### Aim of the exercise
In the lines below, from the one containing "the wood grain." down to the last line, substitute "single marker" for "single pin" and write out those lines again, leaving all else unchanged.

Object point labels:
* * *
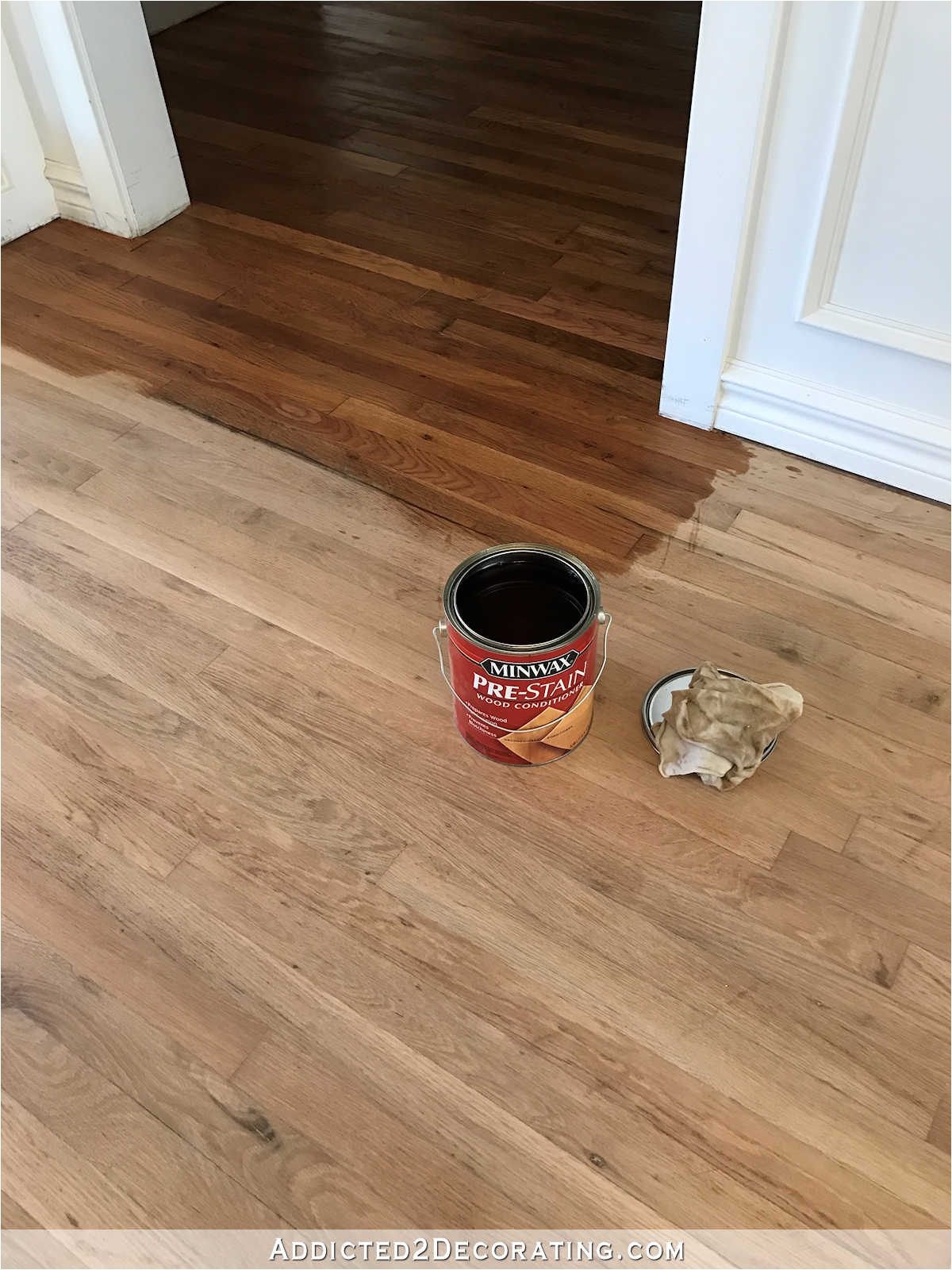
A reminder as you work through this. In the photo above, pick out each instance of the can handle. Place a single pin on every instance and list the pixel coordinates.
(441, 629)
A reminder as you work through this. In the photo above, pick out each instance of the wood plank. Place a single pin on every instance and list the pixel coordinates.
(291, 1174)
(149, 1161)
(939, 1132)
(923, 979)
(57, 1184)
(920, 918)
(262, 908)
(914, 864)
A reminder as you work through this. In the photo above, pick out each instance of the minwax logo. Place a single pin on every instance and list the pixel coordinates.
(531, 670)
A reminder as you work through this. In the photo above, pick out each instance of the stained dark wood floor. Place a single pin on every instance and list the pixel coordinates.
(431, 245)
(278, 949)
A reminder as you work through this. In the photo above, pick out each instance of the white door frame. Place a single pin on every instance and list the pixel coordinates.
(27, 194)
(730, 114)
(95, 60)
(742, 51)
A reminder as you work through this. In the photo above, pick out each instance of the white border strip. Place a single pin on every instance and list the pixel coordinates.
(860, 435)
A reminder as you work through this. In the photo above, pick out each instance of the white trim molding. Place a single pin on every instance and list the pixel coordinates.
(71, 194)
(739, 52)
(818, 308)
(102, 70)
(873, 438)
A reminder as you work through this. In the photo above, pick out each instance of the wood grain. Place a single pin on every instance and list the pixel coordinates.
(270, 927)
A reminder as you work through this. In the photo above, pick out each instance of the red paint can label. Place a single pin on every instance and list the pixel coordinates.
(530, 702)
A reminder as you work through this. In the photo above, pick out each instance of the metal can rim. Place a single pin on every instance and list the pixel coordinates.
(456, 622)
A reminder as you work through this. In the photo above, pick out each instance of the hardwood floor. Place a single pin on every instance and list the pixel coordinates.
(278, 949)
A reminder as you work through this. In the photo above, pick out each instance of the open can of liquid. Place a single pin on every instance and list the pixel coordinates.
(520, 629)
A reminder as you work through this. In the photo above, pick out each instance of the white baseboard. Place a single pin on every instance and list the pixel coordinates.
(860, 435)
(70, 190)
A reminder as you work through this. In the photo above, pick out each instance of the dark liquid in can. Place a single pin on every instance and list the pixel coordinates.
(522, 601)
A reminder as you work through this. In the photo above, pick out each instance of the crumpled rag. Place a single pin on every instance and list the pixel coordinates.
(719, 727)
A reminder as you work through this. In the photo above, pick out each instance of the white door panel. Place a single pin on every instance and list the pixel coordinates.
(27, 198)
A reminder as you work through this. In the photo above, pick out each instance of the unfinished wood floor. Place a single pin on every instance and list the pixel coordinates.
* * *
### Written answer
A reminder as you work through this. In the photo above, pick out each instance of the wood grain. Place a single marker on every instance and list the pixel coordinates.
(270, 927)
A reminder as you work through this. In the photo above, pick out each instance of the red paint can label. Place a single marker on every instance and list the pixel coordinates.
(530, 702)
A reminder as you work through this. In the photo above, pick out each instance of the metal can rim. Place a single marker on every instance and list the pixel coordinates.
(456, 622)
A reminder as you work through this. In the photo above, pick out each instance of the hardwood floor. Place a single marker on every instance and list the pixel coordinates.
(278, 949)
A reminder as you work through this. In the photo above, pick out each instance of the open can of liquid. Place a single marker on every instance and list the pixel coordinates.
(520, 629)
A reminder as you work through this. In the photo above, pick out each instance of the white baseboard. Place a single marker on every instance and list the pixel coordinates.
(860, 435)
(70, 190)
A reminder as you work through this. In the photo above, pick out each instance of the dark liquid in can. Place a single marker on every instance and list the pixel coordinates.
(522, 601)
A reminder as you work through this. In the photo above, pick out each instance of the crumpled rag. Place a single marker on every instance and list the pixel coordinates.
(719, 727)
A reminder as you work through this. In the photo above, pick out each instance of the white door panel. Place a single marker on every instance and list the pixel coordinates.
(27, 198)
A reminder as you work through this. In the photo above, pick out each instance of the unfinished wood floor. Place a single marker on every instance and list the pixel coordinates.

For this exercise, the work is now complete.